- [Your task]:
Quote the line containing "the woman in" and all lines that follow it in the listing below, exactly as written.

- [Extracted entries]:
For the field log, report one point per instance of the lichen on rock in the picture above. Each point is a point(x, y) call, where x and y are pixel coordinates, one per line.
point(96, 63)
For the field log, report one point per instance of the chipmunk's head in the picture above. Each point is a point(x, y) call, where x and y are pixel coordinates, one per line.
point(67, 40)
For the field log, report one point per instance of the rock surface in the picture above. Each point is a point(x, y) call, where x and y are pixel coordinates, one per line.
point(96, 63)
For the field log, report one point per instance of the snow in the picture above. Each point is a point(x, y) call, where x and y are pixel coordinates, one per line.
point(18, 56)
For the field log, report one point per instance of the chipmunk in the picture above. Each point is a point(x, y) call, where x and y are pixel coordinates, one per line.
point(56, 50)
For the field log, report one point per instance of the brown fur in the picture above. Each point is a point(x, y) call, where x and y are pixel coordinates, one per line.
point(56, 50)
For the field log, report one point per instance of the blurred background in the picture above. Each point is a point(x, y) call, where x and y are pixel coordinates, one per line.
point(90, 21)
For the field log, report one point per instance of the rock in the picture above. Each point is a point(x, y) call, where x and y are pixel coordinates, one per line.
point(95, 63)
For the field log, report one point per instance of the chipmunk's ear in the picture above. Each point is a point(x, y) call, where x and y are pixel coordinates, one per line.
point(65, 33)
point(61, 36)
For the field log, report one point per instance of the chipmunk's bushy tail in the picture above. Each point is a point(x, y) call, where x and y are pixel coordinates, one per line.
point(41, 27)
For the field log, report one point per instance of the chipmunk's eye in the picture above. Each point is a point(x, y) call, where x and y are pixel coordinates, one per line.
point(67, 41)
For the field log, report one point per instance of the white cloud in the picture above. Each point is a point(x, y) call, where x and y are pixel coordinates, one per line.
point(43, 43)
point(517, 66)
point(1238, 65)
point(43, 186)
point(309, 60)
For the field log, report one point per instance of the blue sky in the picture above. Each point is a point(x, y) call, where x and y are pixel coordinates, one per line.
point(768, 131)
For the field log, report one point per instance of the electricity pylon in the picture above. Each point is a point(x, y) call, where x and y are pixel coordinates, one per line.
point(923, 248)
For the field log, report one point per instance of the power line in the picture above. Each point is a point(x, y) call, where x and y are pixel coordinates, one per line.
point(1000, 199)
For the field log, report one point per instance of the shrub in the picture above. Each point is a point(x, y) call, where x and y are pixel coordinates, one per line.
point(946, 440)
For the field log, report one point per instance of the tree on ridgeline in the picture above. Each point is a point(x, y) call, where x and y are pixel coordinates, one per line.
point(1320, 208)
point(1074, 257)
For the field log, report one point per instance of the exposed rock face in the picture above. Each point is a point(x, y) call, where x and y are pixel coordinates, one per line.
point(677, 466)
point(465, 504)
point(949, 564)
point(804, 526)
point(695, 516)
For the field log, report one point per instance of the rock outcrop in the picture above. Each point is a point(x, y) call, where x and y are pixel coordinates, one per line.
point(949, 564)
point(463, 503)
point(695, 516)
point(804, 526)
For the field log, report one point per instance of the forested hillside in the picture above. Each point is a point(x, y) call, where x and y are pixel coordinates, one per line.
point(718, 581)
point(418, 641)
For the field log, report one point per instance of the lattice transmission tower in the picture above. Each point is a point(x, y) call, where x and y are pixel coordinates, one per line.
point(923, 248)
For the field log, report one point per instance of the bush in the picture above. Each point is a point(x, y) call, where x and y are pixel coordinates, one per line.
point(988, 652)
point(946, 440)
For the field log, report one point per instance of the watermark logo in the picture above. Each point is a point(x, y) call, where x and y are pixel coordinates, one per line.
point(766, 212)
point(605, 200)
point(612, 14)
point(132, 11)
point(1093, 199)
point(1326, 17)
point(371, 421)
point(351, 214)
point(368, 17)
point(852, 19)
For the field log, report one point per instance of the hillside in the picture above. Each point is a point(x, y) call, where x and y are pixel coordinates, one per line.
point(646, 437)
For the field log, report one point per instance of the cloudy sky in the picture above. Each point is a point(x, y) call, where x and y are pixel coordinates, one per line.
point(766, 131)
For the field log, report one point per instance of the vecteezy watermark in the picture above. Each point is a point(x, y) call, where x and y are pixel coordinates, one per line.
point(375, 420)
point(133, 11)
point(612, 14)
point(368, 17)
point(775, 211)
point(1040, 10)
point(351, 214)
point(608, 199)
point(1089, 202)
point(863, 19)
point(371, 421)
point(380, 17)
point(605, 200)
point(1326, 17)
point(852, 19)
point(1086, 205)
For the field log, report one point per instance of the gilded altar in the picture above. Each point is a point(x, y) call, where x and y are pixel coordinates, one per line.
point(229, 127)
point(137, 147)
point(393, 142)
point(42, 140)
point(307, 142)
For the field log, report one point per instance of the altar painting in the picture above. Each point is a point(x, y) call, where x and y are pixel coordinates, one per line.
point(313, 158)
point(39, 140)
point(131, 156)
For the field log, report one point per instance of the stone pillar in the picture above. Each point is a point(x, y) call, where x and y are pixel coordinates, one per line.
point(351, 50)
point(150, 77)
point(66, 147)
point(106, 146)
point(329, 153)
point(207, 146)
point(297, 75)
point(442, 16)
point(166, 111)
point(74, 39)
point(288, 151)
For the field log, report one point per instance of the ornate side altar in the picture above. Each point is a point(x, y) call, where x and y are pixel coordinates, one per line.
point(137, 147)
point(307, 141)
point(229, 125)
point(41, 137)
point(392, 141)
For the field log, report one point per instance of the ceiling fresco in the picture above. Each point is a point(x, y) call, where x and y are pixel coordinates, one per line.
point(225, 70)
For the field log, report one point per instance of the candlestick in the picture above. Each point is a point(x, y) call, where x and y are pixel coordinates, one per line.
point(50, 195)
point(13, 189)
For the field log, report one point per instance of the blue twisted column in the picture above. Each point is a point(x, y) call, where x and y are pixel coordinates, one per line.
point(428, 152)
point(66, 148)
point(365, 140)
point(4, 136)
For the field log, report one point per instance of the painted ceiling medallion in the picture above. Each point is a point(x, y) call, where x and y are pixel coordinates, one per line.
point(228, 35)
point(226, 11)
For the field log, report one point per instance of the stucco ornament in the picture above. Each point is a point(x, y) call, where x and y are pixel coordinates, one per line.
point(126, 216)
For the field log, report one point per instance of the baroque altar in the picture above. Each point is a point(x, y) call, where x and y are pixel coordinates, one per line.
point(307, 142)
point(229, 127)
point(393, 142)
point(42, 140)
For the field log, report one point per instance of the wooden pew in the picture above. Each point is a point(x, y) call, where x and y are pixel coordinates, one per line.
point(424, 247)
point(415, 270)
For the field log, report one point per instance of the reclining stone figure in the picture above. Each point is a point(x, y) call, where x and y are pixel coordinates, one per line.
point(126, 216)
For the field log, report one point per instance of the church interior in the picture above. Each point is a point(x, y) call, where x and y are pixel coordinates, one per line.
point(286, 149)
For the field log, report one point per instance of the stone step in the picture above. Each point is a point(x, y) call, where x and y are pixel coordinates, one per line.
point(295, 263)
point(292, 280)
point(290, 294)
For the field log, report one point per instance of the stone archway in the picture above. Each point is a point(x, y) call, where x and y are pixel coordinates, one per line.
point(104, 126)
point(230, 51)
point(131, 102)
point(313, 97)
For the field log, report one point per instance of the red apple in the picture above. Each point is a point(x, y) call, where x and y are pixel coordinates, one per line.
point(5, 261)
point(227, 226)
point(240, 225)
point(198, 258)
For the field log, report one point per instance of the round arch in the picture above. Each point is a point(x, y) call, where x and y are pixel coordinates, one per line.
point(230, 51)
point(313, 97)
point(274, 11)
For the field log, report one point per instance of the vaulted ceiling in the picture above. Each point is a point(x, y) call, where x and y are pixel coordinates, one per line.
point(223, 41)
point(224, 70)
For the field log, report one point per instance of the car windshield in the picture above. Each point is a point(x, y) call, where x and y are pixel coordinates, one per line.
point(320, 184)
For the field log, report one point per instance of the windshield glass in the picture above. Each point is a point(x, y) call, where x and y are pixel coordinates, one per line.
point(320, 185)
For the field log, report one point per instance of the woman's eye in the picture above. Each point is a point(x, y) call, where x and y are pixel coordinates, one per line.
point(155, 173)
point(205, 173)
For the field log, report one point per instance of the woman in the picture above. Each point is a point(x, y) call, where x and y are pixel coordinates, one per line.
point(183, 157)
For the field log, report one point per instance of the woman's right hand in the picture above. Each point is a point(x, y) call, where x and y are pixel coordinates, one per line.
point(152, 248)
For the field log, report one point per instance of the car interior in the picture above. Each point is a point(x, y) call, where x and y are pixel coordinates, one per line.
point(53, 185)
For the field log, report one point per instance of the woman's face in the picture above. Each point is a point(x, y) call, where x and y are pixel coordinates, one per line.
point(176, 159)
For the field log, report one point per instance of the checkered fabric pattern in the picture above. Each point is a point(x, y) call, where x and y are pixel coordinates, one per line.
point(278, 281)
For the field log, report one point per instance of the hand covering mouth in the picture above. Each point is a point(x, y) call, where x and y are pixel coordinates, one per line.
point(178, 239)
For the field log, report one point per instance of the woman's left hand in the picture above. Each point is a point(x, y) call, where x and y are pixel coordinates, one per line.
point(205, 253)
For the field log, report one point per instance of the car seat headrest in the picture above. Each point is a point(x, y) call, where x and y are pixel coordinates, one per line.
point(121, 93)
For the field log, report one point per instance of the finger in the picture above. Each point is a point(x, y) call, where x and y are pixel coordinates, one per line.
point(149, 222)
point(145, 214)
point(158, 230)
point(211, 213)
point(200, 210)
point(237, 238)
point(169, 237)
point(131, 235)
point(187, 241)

- [Solution for this task]:
For the field log, report one point per instance of the woman in the picture above. Each point is a point(x, y) call, where x and y are pixel coordinates, one per line.
point(183, 157)
For the field log, report one point per instance of the woman's right hand in the picture above. Each point is a point(x, y) call, where x and y are pixel coordinates, one per line.
point(152, 248)
For the field log, report one point per instance of the car interior in the picture above. Each point is a point(x, y) call, where x and y are pixel coordinates, one per line.
point(53, 185)
For the field log, report one point per instance of the woman's face in the picture above. Each point is a point(x, y) call, where x and y are pixel coordinates, one per line.
point(176, 159)
For the field log, report one point per instance of the checkered fabric pattern in the picture above. Each point is a point(x, y) call, where x and y are pixel coordinates, one per line.
point(278, 281)
For the field log, report one point per instance of the hand covering mouth in the picture above. Each point is a point(x, y) call, where x and y are pixel coordinates, one per line.
point(178, 239)
For the field log, report one point per instance of the woman's left hand in the picture above. Each point is a point(x, y) call, where x and y are pixel coordinates, one per line.
point(205, 253)
For the field log, report one point per instance of the car seat headrest in the picture above. Each point is a point(x, y) call, where x and y are pixel coordinates, one per line.
point(121, 93)
For the field log, report one point per instance of the finger in the picture above. Each point is a point(x, y) call, where x and y are pixel coordinates, one per line.
point(149, 222)
point(145, 214)
point(158, 230)
point(211, 213)
point(200, 210)
point(237, 238)
point(169, 237)
point(131, 235)
point(187, 241)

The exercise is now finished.